▸ **TUGAS UNTUK DISELESAIKAN**: Menurut artikel di bawah tentang usulan gelar pahlawan bagi presiden, undang-undang apa yang menetapkan syarat integritas moral, keteladanan, perilaku baik, dan bebas dari hukuman pidana berat?

▸ **BAGIAN DOKUMEN**:
· · ·
Presiden Bukan Pahlawan!
ilustrasi istana negara.(canva.com)
10:28
7 November 2025

Presiden Bukan Pahlawan!

ADA satu usulan yang belakangan ini kembali muncul ke permukaan: semua presiden Indonesia sebaiknya otomatis diberi gelar pahlawan.

Sekilas terdengar masuk akal. Bukankah mereka pernah memimpin bangsa ini? Bukankah jabatan tertinggi layak mendapat penghormatan tertinggi?

Namun, di balik logika yang tampak mulia itu tersembunyi kekeliruan yang tak bisa dibiarkan: kita mencampuradukkan otoritas dengan integritas.

Kita menganggap bahwa karena seseorang pernah menjadi presiden, maka ia pasti layak disebut pahlawan.

Padahal, Undang-Undang No. 20 Tahun 2009 tentang Gelar, Tanda Jasa, dan Tanda Kehormatan menetapkan syarat yang jauh lebih dalam: integritas moral, keteladanan, perilaku baik, dan bebas dari hukuman pidana berat.

Mengabaikan syarat-syarat ini demi memudahkan proses bukanlah bentuk penghormatan, melainkan bentuk amnesia kolektif yang disengaja.

Kita ingin mengenang tanpa mengingat, memuliakan tanpa mengkaji. Kita ingin sejarah yang nyaman, bukan sejarah yang jujur.

Setiap presiden Indonesia adalah figur yang kompleks. Soekarno adalah proklamator, tapi juga membubarkan DPR dan menerima status presiden seumur hidup.
· · ·
▸ **DATA YANG DIBERIKAN**:
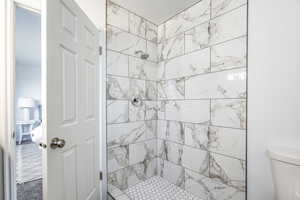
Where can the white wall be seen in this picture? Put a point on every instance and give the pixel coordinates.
(274, 92)
(28, 84)
(95, 10)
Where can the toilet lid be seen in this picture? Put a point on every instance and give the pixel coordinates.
(285, 154)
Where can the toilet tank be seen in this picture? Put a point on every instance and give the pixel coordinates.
(285, 163)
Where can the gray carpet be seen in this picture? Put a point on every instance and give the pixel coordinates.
(30, 190)
(29, 162)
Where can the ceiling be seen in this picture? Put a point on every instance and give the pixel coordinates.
(28, 38)
(157, 11)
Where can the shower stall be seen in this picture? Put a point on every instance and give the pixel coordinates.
(176, 102)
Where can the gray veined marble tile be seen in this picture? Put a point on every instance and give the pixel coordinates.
(197, 38)
(140, 152)
(136, 113)
(120, 180)
(171, 131)
(117, 16)
(231, 142)
(152, 50)
(200, 165)
(229, 113)
(112, 189)
(137, 25)
(151, 129)
(188, 65)
(142, 69)
(221, 6)
(229, 171)
(151, 32)
(124, 42)
(151, 90)
(117, 111)
(117, 64)
(171, 172)
(137, 88)
(171, 48)
(196, 135)
(210, 189)
(170, 151)
(143, 170)
(151, 110)
(229, 55)
(161, 109)
(171, 89)
(126, 133)
(229, 26)
(193, 111)
(117, 88)
(118, 158)
(189, 18)
(161, 33)
(224, 84)
(122, 197)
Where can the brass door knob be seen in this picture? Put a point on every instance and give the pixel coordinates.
(57, 143)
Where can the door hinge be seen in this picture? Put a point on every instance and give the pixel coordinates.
(100, 50)
(101, 176)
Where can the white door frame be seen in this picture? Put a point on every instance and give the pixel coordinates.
(7, 92)
(7, 88)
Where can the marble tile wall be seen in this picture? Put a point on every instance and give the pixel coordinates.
(191, 126)
(202, 92)
(131, 130)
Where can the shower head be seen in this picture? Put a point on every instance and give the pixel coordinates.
(144, 56)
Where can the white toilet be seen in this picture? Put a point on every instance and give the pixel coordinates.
(285, 163)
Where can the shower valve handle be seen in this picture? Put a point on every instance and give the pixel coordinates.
(57, 143)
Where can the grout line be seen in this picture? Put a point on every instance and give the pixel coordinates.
(132, 56)
(204, 22)
(201, 49)
(205, 73)
(206, 150)
(129, 32)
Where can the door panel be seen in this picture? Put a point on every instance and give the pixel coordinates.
(72, 103)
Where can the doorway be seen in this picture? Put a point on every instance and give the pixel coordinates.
(28, 107)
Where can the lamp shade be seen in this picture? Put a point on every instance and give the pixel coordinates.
(26, 102)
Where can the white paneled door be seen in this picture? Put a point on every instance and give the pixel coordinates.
(71, 96)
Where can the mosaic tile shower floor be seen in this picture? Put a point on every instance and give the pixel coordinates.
(156, 188)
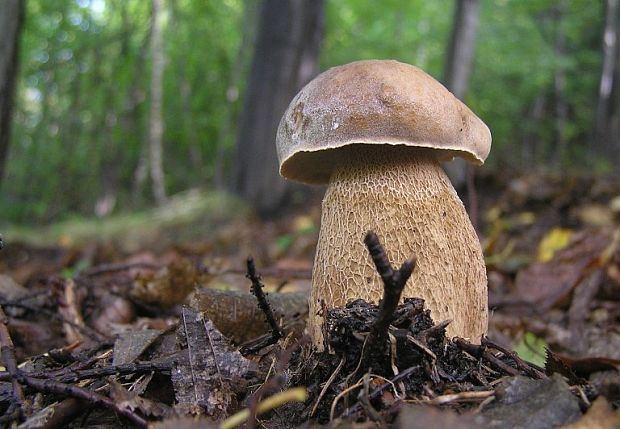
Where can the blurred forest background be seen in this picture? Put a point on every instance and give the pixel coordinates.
(119, 104)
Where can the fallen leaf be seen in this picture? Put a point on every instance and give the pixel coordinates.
(556, 239)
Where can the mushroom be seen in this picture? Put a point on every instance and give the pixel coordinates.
(375, 131)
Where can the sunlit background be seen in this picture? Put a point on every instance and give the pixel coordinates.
(83, 116)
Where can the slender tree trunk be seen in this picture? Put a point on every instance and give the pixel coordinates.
(11, 23)
(285, 57)
(248, 34)
(459, 62)
(559, 86)
(460, 56)
(156, 123)
(130, 118)
(187, 116)
(604, 142)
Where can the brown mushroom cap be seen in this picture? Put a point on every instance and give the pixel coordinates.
(374, 102)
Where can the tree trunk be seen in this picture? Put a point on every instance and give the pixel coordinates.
(156, 122)
(606, 143)
(285, 58)
(248, 34)
(11, 23)
(559, 86)
(459, 61)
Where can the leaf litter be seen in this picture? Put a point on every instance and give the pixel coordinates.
(113, 345)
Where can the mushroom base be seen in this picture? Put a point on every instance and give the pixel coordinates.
(406, 198)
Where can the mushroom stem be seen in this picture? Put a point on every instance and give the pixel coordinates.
(407, 199)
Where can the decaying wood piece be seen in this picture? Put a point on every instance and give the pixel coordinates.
(238, 317)
(205, 383)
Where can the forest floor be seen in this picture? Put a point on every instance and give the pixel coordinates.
(99, 333)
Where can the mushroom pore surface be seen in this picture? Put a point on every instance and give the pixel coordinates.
(404, 196)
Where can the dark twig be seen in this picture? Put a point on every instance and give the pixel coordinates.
· · ·
▸ **JAWABAN TUGAS**: Undang-Undang No. 20 Tahun 2009 tentang Gelar, Tanda Jasa, dan Tanda Kehormatan.